THE TASK ->
Reproduce verbatim the lines of the material below, starting at the line with "point(20, 16)" and ending at the line with "point(248, 236)", both inclusive; skip the rest.

EXERCISE DATA ->
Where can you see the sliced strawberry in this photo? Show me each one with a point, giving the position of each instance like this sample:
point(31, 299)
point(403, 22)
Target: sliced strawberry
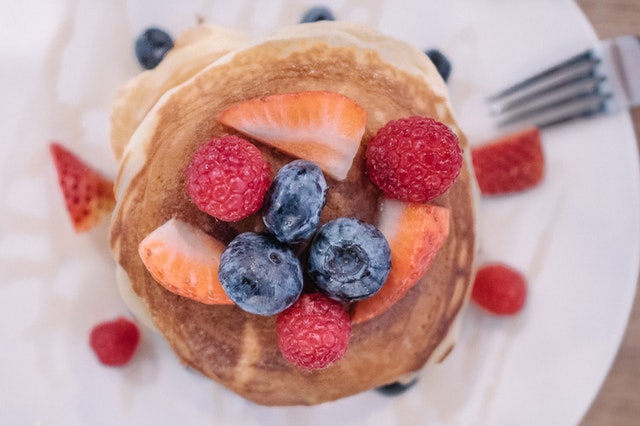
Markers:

* * *

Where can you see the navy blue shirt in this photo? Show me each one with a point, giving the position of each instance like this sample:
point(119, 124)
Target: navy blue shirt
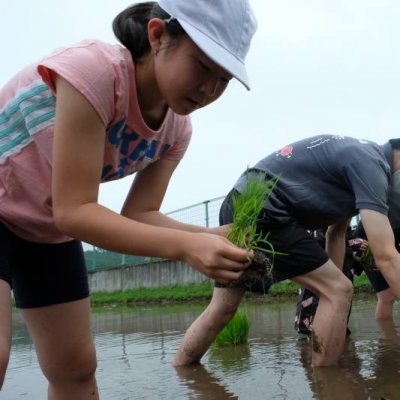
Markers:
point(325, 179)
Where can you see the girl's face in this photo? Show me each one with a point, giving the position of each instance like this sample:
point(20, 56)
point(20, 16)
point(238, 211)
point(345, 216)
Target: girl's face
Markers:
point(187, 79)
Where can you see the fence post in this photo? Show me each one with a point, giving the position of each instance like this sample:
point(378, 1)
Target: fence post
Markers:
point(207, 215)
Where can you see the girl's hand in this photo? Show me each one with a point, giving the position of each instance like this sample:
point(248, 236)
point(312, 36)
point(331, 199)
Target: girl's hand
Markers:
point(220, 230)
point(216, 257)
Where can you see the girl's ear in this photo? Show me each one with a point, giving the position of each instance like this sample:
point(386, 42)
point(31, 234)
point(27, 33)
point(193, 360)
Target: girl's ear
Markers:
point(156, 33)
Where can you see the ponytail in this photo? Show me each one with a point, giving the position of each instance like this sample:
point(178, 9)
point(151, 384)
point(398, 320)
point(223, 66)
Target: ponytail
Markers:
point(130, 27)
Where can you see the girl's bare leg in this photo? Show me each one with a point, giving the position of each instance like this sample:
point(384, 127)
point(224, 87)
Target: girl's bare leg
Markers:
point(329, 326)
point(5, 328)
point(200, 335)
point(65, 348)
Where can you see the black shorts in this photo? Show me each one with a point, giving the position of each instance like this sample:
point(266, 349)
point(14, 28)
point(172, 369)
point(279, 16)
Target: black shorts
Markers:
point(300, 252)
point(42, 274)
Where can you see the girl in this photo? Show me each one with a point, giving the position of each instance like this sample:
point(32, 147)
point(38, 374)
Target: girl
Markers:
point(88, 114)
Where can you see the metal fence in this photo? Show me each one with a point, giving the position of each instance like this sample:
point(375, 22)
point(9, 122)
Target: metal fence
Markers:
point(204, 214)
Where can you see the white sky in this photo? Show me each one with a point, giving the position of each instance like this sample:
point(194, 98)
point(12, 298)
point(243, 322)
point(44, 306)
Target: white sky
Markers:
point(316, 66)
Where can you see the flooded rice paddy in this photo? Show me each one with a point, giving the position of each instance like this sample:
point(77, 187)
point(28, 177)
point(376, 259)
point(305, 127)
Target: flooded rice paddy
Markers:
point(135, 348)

RESULT OF THIS EXERCISE ->
point(20, 16)
point(238, 211)
point(345, 216)
Target: girl's face
Markers:
point(187, 79)
Where can you see the fence post in this photo? Show me each one with a point, giving the position of each instance like this sample:
point(378, 1)
Target: fence post
Markers:
point(207, 215)
Where can you see the girl's hand in this photo? Show me each one with a point, giving the position of each instance like this sample:
point(248, 236)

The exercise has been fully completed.